We’re calling for contributions for our Autumn 2021 edition of Green Agenda: on security and insecurity in politics and policy. Submit your short pitch to contribute to the debate on sustainability, social justice, peace and nonviolence, and democracy.
The notion of security has been used and abused across almost every area of political debate and policy in Australia. Successive governments have used it to justify: the unilateral, undebated deployment of Australian troops to Afghanistan, Iraq and Syria; the suspension of human rights law, including the suspension of citizenships, the rule of law, and the rights of Australians stranded overseas; closing our borders to those most in need, and turning those in the most desperate situations back to situations in which their lives are at risk; locking up children, inside and outside our shores; ever encroaching invasions into privacy online; the export of uranium from Aboriginal land, proposed development of nuclear power; spending billions on nuclear submarines and military planes.
The Covid-19 pandemic offered a new opportunity for both the Federal and State governments to translate this rhetoric and action into public health. Instead of providing masks, safe places to isolate, and the care required to address needs of communities, governments at all levels have used the public health crisis to expand the hard security ideals of the carceral state, handing more power to police, punishing already marginalised communities further with fines, and hardening our already concrete border, even, this time, to Australian citizens.
Such a conception of security sees force, coercion and threat as the only means of control and of achieving policy and political outcomes. It hands power to police and militaries, without considering the myriad ways in which these powers are used to create insecurity for Aboriginal and Torres Strait Islanders, for trans people, for people with disabilities, for asylum seekers, for those without homes, for our neighbours in the Pacific, for women – the list goes on. It’s narrowed focus overlooks threats to security like climate change, failing to see the ways that its reality threatens our lives. It overlooks the threat of the patriarchy, and the insecurity for women that this creates in institutions all over the country. It overlooks the threat of racism, and how oppression destroys trust in one another, and makes us less safe.
In the Autumn 2021 edition, we’re asking how we can and must reconceive security and insecurity, and what political and policy opportunities can open when we shift away from the carceral frame of reference so common to Australian politics.
What would it look like to create security in Australia that upholds rights, that is feminist, that is relational? What does this look like on a personal level: in relationships, on our dinner tables, in how we are housed? What would it mean to reconceive “national security” – used to justify so much atrocity and silence – as something that actually results in more safety for individuals, for the region, and internationally? What are the practices, methods, policies that we need to work with and toward to get us closer to this vision?

> **MATERIAL SUPPLIED**:
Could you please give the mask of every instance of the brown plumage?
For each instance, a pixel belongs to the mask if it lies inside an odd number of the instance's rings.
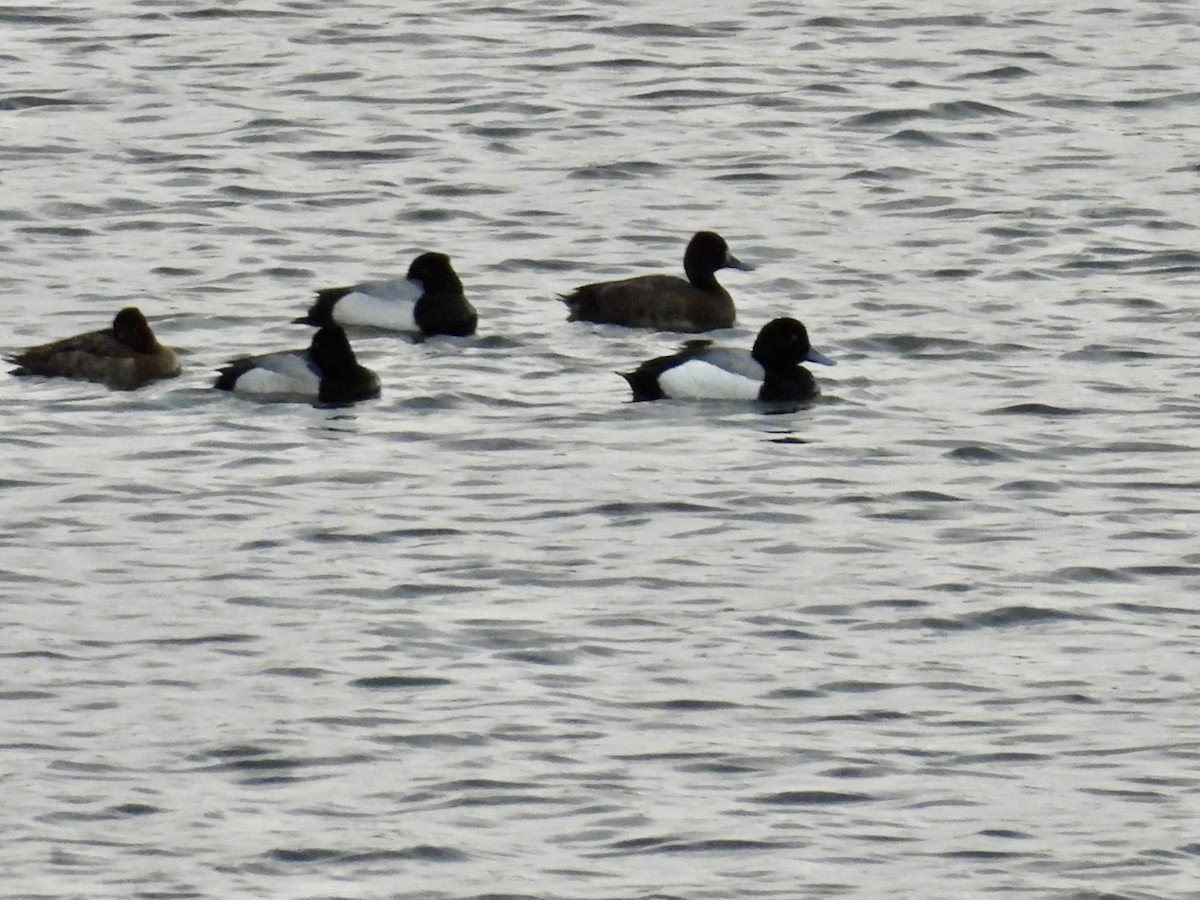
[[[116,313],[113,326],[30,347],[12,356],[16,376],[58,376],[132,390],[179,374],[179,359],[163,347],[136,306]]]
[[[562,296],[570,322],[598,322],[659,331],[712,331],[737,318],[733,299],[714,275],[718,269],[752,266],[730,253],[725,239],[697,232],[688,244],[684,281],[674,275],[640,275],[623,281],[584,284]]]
--
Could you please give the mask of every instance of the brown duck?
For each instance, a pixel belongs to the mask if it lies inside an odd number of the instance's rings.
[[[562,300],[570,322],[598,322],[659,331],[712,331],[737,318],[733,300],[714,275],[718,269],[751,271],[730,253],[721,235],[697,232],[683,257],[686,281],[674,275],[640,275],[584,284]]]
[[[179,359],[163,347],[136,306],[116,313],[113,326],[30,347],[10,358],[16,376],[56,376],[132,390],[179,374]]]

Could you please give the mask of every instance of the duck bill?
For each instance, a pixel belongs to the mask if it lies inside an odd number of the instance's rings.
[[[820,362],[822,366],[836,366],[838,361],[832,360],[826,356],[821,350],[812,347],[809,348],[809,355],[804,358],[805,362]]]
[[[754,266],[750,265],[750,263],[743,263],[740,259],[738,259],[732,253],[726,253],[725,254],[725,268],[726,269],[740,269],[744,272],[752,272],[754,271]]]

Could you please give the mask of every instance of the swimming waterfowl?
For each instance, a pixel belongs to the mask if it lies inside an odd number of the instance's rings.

> **TASK TO COMPLETE**:
Copy word for word the passage of the Green Agenda call for contributions from "In the Autumn" up to and including "to Australian politics.".

> **OUTPUT**:
In the Autumn 2021 edition, we’re asking how we can and must reconceive security and insecurity, and what political and policy opportunities can open when we shift away from the carceral frame of reference so common to Australian politics.